● **Listing**:
• • • • •

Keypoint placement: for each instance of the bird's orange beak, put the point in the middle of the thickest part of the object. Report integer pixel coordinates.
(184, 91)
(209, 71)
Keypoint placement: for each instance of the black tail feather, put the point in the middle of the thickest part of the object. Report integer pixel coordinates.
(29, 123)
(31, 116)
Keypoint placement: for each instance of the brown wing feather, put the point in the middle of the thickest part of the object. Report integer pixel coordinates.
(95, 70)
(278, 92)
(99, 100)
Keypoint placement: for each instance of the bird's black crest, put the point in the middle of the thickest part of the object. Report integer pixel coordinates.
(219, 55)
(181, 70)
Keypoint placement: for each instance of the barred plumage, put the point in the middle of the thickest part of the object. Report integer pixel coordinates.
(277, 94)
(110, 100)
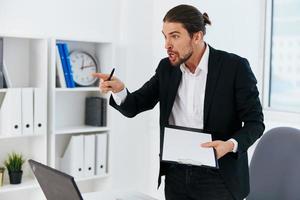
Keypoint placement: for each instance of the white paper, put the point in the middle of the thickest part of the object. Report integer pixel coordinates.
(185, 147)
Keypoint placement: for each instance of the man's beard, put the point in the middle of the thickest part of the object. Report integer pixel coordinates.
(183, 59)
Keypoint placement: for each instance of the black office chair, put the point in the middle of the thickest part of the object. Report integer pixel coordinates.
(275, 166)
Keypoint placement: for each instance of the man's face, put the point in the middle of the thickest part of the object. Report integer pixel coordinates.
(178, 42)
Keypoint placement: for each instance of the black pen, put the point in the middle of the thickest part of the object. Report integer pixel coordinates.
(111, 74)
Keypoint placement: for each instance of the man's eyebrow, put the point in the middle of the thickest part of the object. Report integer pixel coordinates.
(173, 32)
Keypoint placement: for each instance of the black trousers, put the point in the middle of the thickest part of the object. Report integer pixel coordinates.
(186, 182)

• • • • •

● **Directions**: Reproduce every item above word for word, leaving out the pictures.

● **Answer to the task**:
Keypoint placement: for each instance of the bird's orange beak, put the point in the middle of the thickest part of the object. Report integer pixel coordinates.
(184, 91)
(209, 71)
Keypoint placement: for each instance of the black tail feather, put the point in the middle of the thickest part of the object. Report integer pixel coordinates.
(29, 123)
(31, 116)
Keypoint placement: for each instance of the brown wing feather, put the point in the middle of the thickest part of the object. Report integer pixel coordinates.
(95, 70)
(278, 92)
(99, 100)
Keypoint placement: for each instance of the bird's black crest, put the point in the middle of the thickest part of the object. Report integer pixel coordinates.
(219, 55)
(181, 70)
Keypoint placement: for each instance of the barred plumage, put the point in the middle of the thickest part of the object. Report integer pixel coordinates.
(277, 94)
(110, 100)
Keypoint placement: for each instance of the white paper, put the point in the middle of the thickest part of the object. Report integer pixel coordinates.
(185, 147)
Keypoint placement: for each instance of the man's beard, put the point in the middle of the thickest part of the object. Report integer pixel coordinates.
(183, 59)
Keypoint placement: for each instance of the black office chair, put the point in the middle of the thickest part of the object. Report integer pixel coordinates.
(275, 166)
Keypoint placement: for each instance of the man's face, put the point in the middle of the thickest part of the object. Report integer pixel coordinates.
(178, 42)
Keypoint placement: for each instance of the black pen, put the point in the middle of the thickest part of the object. Report integer pixel coordinates.
(111, 74)
Keypoint placement: for each instance of the man's eyebrow, put the point in the middle of the thickest part of the object. Report integer pixel coordinates.
(173, 32)
Keypoint placement: for each instance of the black trousers, put the point in the middle of the thickest part of the object. Report integer pixel coordinates.
(186, 182)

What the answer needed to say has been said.